Set out as a numbered list the lines of the rows below, from the line with "weathered concrete wall" up to and including the last line of the rows. Omit any blank lines.
——
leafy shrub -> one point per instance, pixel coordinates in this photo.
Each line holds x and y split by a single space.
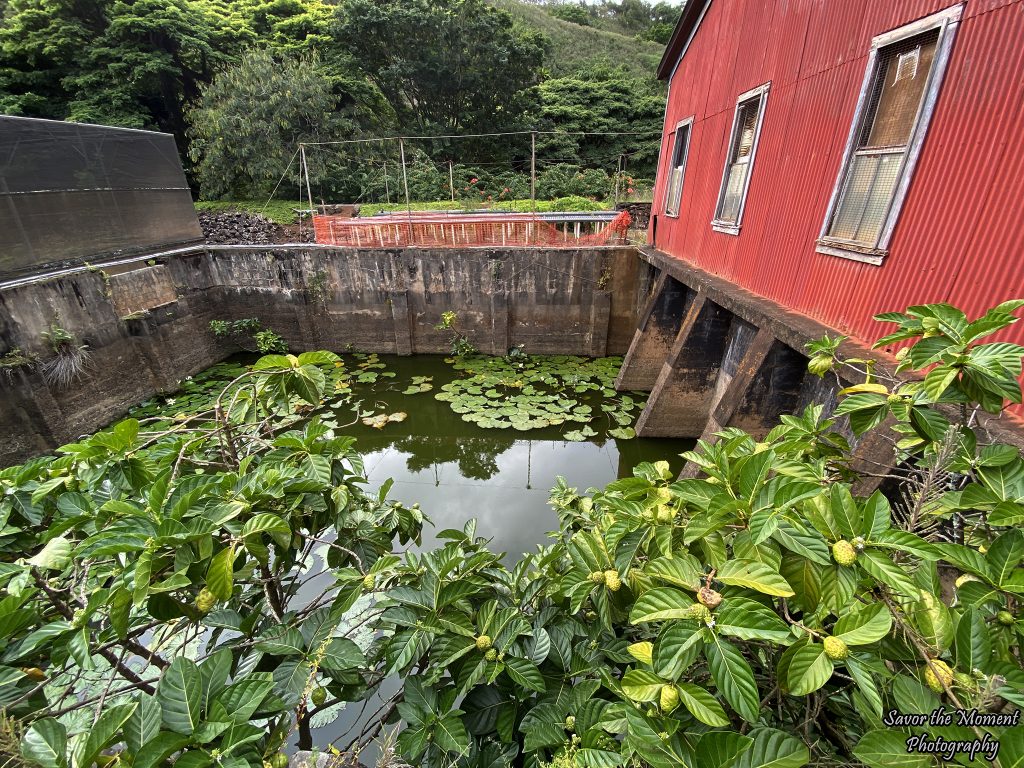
143 542
764 613
574 13
567 180
249 334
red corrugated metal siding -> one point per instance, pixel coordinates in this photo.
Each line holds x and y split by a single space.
958 238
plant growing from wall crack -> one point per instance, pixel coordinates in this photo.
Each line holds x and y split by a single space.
69 360
763 613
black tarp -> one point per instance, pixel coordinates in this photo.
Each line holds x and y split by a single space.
71 192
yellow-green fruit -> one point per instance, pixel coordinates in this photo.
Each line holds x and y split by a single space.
938 676
318 695
819 365
205 602
966 579
836 649
709 597
844 553
670 698
965 681
700 612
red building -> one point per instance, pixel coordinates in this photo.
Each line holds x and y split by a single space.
844 158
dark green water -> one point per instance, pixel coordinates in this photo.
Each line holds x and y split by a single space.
453 468
457 471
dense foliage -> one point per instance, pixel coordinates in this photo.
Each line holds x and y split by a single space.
242 82
764 612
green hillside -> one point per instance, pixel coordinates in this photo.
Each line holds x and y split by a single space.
574 47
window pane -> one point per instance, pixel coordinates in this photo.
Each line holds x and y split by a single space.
862 209
748 125
675 192
898 89
740 154
729 210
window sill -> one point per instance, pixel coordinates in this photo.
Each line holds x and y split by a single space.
875 256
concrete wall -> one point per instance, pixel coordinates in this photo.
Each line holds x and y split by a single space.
146 328
714 355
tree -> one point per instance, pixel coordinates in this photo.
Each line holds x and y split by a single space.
576 13
159 600
602 100
444 66
113 61
251 118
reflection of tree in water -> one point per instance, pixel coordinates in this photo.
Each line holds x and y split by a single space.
476 457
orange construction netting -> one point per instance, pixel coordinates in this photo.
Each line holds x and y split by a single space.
428 229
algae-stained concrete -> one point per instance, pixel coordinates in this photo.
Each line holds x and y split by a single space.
146 327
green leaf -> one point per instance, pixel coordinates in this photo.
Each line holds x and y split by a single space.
54 556
720 749
868 625
524 672
221 572
702 705
772 749
749 620
865 684
450 733
887 749
143 724
641 685
266 522
676 649
46 743
643 652
660 604
754 576
282 641
807 669
734 679
1005 554
180 695
885 570
101 732
974 643
241 699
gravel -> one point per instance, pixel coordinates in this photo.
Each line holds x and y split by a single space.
236 227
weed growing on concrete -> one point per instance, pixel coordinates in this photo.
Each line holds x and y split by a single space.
13 359
70 358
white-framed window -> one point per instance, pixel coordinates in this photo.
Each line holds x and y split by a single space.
680 151
897 97
739 160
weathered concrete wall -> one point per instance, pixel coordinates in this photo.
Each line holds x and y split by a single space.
736 360
148 327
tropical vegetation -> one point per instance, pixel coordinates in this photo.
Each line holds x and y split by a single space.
——
* **Final result**:
1. weathered concrete wall -> one point per instance, pixel coordinates in this photo.
2. Each line holds x and y split by a single space.
3. 736 360
4. 148 327
5. tropical vegetation -> one point per instance, pixel coordinates in this photo.
6. Each line holds x and y split by a single space.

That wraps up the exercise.